◆ **Dataset extract**:
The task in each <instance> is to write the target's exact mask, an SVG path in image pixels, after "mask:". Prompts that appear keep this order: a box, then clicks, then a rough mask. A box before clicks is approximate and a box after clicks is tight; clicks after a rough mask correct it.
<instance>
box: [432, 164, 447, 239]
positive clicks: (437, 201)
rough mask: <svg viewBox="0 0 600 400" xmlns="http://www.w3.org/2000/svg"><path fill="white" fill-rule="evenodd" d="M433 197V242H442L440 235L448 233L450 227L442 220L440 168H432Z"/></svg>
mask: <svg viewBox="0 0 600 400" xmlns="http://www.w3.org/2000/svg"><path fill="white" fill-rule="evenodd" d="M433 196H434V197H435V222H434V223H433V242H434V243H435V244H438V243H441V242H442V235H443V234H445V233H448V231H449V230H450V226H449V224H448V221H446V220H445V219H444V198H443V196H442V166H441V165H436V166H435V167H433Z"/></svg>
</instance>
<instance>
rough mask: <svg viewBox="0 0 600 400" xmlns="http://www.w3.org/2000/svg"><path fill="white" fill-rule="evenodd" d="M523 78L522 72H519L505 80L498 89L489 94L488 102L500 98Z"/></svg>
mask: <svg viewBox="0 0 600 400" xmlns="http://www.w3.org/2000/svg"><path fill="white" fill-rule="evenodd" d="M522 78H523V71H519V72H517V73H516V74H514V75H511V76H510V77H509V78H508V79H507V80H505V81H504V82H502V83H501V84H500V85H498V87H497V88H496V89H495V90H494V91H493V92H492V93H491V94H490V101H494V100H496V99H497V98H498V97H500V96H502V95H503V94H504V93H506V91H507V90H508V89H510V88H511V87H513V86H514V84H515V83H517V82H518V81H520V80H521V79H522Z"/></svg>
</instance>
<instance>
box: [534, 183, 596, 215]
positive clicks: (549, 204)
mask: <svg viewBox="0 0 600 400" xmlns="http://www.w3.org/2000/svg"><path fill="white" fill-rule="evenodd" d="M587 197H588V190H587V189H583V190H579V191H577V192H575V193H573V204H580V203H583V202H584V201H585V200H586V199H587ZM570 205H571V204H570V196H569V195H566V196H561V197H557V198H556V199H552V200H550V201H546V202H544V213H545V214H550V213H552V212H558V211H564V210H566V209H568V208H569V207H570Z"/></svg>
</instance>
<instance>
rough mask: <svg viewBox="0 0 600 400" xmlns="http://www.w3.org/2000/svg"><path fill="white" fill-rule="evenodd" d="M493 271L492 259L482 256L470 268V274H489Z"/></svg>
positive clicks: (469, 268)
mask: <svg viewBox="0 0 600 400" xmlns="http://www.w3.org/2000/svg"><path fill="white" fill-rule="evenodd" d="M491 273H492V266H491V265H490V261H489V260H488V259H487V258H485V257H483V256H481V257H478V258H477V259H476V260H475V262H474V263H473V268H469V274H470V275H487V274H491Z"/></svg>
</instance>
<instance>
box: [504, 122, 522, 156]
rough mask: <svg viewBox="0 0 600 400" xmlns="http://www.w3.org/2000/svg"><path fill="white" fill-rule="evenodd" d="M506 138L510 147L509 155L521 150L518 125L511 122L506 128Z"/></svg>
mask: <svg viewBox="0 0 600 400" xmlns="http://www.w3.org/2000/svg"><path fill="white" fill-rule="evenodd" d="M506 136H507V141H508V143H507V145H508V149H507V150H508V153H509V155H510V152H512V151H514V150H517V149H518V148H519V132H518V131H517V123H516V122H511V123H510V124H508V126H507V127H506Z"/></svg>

◆ **Task details**:
The first line of the entries above marks where to begin; repeat each line exactly through the one that contains "box: [432, 164, 447, 239]", and include that line.

◆ **Response**:
The task in each <instance> is to write the target's exact mask, an SVG path in image pixels, after "mask:". Prompts that appear keep this order: a box, then clicks, then a rough mask. A box before clicks is approximate and a box after clicks is tight; clicks after a rough mask correct it.
<instance>
box: [432, 164, 447, 239]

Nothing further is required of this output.